TASK DIRECTIONS:
Copy the entries below word for word, starting at the line that contains "Return one point per instance of the asphalt" and ending with the final line of the entries.

PROVIDED INFORMATION:
§ §
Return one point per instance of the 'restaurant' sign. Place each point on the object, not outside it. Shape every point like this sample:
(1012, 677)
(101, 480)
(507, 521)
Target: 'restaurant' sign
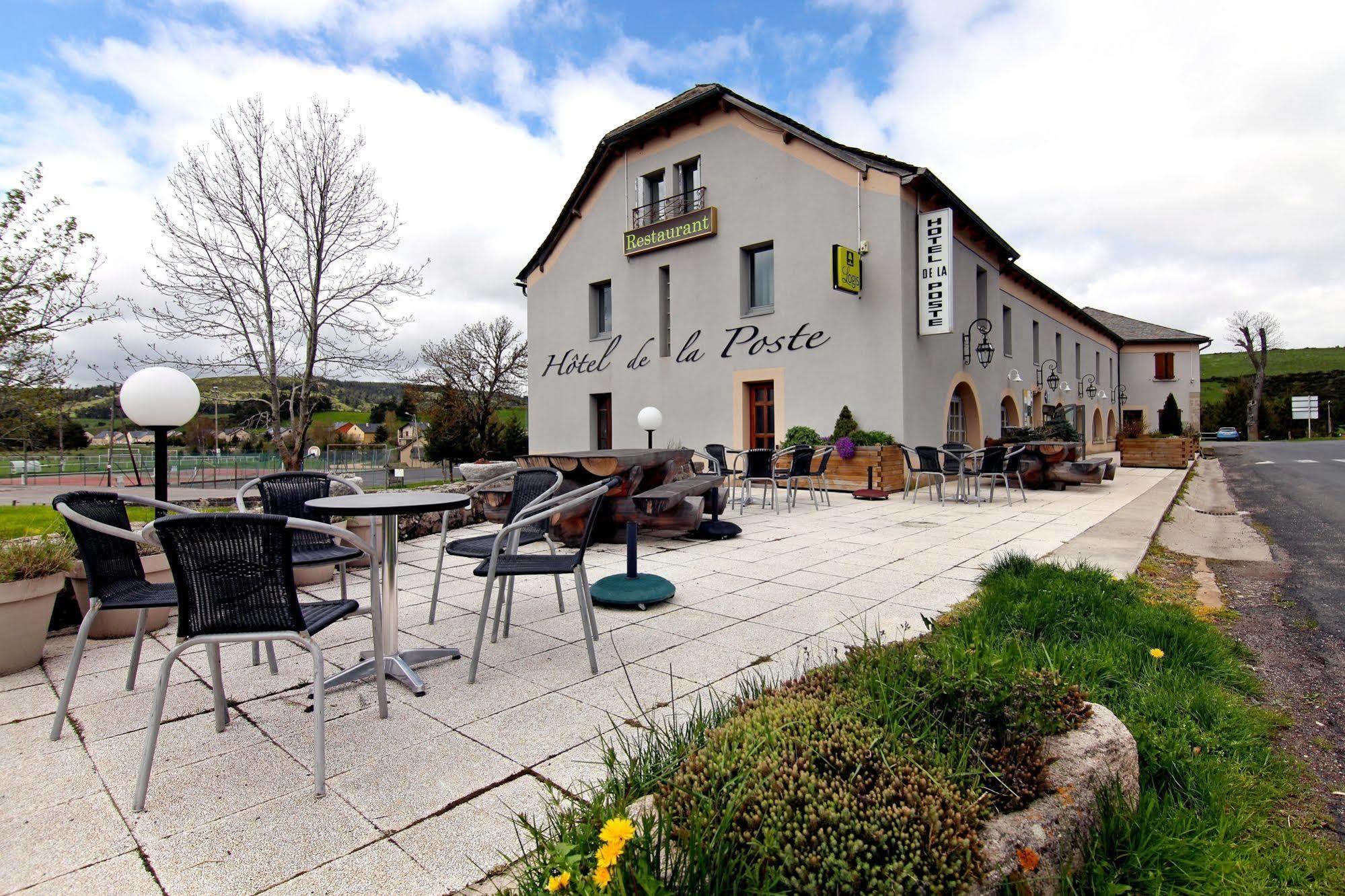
(846, 270)
(935, 263)
(671, 232)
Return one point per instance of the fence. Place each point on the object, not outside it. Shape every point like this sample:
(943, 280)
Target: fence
(135, 468)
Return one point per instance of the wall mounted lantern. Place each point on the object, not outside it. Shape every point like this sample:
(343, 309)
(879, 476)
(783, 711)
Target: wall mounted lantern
(1052, 380)
(1093, 387)
(650, 419)
(985, 352)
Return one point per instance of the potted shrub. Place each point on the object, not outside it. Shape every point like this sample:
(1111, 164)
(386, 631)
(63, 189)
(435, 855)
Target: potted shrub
(32, 571)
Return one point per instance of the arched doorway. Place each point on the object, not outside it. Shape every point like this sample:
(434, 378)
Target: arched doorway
(964, 414)
(1008, 414)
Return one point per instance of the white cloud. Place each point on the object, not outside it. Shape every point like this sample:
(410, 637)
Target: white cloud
(378, 26)
(475, 189)
(1172, 162)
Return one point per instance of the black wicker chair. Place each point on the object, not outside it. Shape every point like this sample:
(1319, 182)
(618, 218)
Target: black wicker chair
(235, 583)
(501, 563)
(758, 466)
(530, 486)
(284, 494)
(110, 556)
(930, 472)
(799, 470)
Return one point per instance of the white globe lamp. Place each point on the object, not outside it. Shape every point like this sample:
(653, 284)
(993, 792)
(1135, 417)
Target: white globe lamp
(650, 419)
(160, 399)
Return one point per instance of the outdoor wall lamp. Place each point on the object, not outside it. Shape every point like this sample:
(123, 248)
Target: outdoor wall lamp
(1093, 387)
(985, 352)
(160, 399)
(650, 419)
(1054, 379)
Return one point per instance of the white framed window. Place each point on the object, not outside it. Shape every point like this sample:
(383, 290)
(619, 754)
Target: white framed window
(600, 310)
(957, 430)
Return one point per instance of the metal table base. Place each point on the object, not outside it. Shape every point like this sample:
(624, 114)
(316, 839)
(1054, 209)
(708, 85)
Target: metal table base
(397, 664)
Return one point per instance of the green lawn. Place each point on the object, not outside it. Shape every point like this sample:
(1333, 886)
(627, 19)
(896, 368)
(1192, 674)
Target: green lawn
(1281, 361)
(856, 778)
(36, 520)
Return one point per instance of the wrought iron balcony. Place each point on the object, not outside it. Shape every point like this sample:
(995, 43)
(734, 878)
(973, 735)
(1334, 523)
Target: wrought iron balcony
(671, 208)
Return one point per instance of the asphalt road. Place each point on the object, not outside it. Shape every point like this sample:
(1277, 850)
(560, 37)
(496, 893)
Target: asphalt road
§ §
OUTPUT FOR THIS EXERCISE:
Return one point per instance of the asphalt road. Place each point on the object, not outside it. Shape every point like this sample:
(1277, 850)
(560, 37)
(496, 893)
Target: asphalt road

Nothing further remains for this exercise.